# THE PROBLEM
Line by line, copy out the data that follows.

--- EXCERPTED DATA ---

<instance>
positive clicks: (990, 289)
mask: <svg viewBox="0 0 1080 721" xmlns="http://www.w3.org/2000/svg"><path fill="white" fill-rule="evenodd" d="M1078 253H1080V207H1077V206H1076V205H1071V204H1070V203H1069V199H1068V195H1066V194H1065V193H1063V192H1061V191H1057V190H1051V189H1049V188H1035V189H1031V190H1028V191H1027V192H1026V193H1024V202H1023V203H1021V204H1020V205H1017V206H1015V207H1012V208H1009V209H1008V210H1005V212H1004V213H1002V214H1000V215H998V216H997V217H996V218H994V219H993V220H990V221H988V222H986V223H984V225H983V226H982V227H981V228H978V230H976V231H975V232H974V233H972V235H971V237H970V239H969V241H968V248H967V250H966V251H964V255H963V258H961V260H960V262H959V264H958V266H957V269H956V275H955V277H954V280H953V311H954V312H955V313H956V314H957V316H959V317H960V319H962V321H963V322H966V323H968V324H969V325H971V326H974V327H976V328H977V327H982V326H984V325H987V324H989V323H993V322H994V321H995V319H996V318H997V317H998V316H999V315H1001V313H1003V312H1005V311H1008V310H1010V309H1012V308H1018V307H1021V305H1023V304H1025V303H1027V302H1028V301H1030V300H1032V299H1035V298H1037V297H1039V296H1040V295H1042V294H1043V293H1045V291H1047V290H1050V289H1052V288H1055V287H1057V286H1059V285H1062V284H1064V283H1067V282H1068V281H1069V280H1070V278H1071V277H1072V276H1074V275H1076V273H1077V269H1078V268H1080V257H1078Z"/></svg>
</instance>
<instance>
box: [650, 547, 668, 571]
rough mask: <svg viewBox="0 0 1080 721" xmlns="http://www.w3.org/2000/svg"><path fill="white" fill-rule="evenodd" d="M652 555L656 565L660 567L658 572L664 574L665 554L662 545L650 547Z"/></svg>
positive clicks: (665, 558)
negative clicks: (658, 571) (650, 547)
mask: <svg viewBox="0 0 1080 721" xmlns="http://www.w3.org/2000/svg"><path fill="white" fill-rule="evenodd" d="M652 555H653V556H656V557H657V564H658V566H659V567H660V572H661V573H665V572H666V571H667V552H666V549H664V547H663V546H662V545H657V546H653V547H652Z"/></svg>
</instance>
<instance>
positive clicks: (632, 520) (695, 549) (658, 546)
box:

---

# RESPONSE BELOW
<instance>
positive clicks: (990, 289)
mask: <svg viewBox="0 0 1080 721" xmlns="http://www.w3.org/2000/svg"><path fill="white" fill-rule="evenodd" d="M1078 253H1080V207H1077V206H1076V205H1071V204H1070V203H1069V199H1068V195H1066V194H1065V193H1063V192H1061V191H1057V190H1051V189H1049V188H1035V189H1031V190H1028V191H1027V192H1026V193H1024V202H1023V203H1021V204H1020V205H1017V206H1015V207H1012V208H1009V209H1008V210H1005V212H1004V213H1002V214H1000V215H998V216H997V217H996V218H994V219H993V220H990V221H988V222H986V223H984V225H983V226H982V227H981V228H978V230H976V231H975V232H974V233H972V235H971V237H970V239H969V241H968V248H967V250H966V251H964V255H963V258H961V260H960V262H959V264H958V266H957V269H956V275H955V277H954V280H953V311H954V312H955V313H956V314H957V316H959V317H960V319H962V321H963V322H966V323H968V324H969V325H971V326H974V327H976V328H977V327H982V326H984V325H987V324H989V323H993V322H994V321H995V319H996V318H997V317H998V316H999V315H1001V313H1003V312H1005V311H1008V310H1010V309H1012V308H1018V307H1021V305H1023V304H1025V303H1027V302H1028V301H1030V300H1032V299H1035V298H1037V297H1039V296H1040V295H1042V294H1043V293H1045V291H1047V290H1050V289H1052V288H1055V287H1057V286H1059V285H1062V284H1064V283H1067V282H1068V281H1069V280H1070V278H1071V277H1072V276H1074V275H1076V273H1077V269H1078V268H1080V257H1078Z"/></svg>
</instance>
<instance>
box: [650, 547, 668, 571]
rough mask: <svg viewBox="0 0 1080 721" xmlns="http://www.w3.org/2000/svg"><path fill="white" fill-rule="evenodd" d="M652 555L656 565L660 567L658 572L664 574L665 554L662 545L650 547Z"/></svg>
positive clicks: (665, 558)
negative clicks: (658, 571) (650, 547)
mask: <svg viewBox="0 0 1080 721" xmlns="http://www.w3.org/2000/svg"><path fill="white" fill-rule="evenodd" d="M652 555H653V556H656V557H657V564H658V566H659V567H660V572H661V573H665V572H666V571H667V552H666V549H664V547H663V546H662V545H657V546H653V547H652Z"/></svg>
</instance>
<instance>
positive clicks: (632, 520) (695, 549) (658, 546)
box:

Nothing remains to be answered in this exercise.